----- TRECHO APRESENTADO

IMAGENS DO FIM DO RAMAL FERROVIÁRIO DE DESCALVADO

Este local, em Araras, chama-se "Facão". A fotografia dos trilhos seguindo de Araras para Remanso, ao fundo, foi tirada pouco antes de seu arrancamento em 2002, de sobre o viaduto na via Anhanguera. Hoje, nem sombra de linha por ali. Foto RMG.

Hoje eu estava revendo algum material que coletei durante os últimos dezenove anos de pesquisas sobre as ferrovias brasileiras.

Esta região do Estado de São Paulo foi a que primeiro me chamou a atenção. A região entre Cordeirópolis e Descalvado, pode ser percorrida, tendo as cidades sempre à sua direita quando você percorre a via Anhanguera entre os quilômetros 153 e 227 - exceto as duas cidades das extremidades, Cordeirópolis e Descalvado, que ficam à esquerda e não tão próximas à estrada quanto as da direita. Além disso, há o fato de Porto Ferreira ser um dos berços da minha família,
A linha em 1996, em Porto Ferreira, segue para a estação, vinda de Laranja Azeda; ao fundo, fará uma curva para a esquerda para chegar à estação da cidade. Também nada sobrou. Foto RMG.

----------

▶ **O QUE FAZER**: Extraia do texto sobre o ramal ferroviário de Descalvado, sem nenhuma alteração, tudo o que vai de "IMAGENS DO FIM" até "as ferrovias brasileiras.".

----- REGISTROS EXTRAÍDOS

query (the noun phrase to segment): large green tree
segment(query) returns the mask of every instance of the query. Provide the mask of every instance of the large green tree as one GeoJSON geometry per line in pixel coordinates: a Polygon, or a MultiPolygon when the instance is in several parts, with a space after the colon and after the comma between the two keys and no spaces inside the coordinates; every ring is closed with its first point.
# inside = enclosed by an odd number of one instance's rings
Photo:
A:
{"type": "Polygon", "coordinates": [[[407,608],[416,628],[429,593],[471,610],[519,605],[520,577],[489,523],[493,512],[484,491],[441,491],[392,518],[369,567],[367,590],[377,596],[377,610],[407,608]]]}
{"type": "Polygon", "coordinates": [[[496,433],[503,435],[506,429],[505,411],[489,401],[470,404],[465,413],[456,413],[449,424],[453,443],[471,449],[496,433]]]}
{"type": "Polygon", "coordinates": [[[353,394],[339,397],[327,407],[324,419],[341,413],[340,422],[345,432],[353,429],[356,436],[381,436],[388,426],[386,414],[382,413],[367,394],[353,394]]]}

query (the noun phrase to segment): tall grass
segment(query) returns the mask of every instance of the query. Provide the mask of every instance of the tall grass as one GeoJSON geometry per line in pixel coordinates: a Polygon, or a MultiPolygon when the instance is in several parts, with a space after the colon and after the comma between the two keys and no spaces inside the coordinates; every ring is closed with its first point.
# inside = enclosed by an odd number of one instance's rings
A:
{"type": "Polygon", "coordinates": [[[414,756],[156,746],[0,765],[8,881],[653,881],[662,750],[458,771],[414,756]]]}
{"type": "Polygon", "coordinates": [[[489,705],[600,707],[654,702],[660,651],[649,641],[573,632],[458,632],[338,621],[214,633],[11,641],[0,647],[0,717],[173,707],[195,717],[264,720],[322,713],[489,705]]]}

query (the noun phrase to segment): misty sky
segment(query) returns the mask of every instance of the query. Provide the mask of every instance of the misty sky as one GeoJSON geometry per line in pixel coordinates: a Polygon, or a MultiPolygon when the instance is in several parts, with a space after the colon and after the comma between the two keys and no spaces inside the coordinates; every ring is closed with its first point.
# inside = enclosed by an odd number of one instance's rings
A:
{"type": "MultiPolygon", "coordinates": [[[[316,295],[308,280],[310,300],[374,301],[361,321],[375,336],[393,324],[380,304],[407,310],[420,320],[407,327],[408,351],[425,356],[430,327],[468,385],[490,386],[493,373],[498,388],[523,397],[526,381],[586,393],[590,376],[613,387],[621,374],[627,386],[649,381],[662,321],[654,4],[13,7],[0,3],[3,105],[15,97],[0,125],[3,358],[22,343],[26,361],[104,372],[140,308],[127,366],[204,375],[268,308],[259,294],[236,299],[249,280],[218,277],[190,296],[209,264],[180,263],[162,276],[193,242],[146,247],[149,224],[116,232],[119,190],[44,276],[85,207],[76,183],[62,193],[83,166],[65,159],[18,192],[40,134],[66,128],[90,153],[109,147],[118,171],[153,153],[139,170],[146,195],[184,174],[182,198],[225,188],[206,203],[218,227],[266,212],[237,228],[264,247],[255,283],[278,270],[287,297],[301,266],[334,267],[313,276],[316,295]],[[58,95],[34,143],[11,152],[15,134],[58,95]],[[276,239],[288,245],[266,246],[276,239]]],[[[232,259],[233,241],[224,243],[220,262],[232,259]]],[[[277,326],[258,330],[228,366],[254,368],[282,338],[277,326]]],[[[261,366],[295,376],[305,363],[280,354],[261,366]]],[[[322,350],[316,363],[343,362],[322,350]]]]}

----------

▶ **SOLUÇÃO DO EXERCÍCIO**:
IMAGENS DO FIM DO RAMAL FERROVIÁRIO DE DESCALVADO

Este local, em Araras, chama-se "Facão". A fotografia dos trilhos seguindo de Araras para Remanso, ao fundo, foi tirada pouco antes de seu arrancamento em 2002, de sobre o viaduto na via Anhanguera. Hoje, nem sombra de linha por ali. Foto RMG.

Hoje eu estava revendo algum material que coletei durante os últimos dezenove anos de pesquisas sobre as ferrovias brasileiras.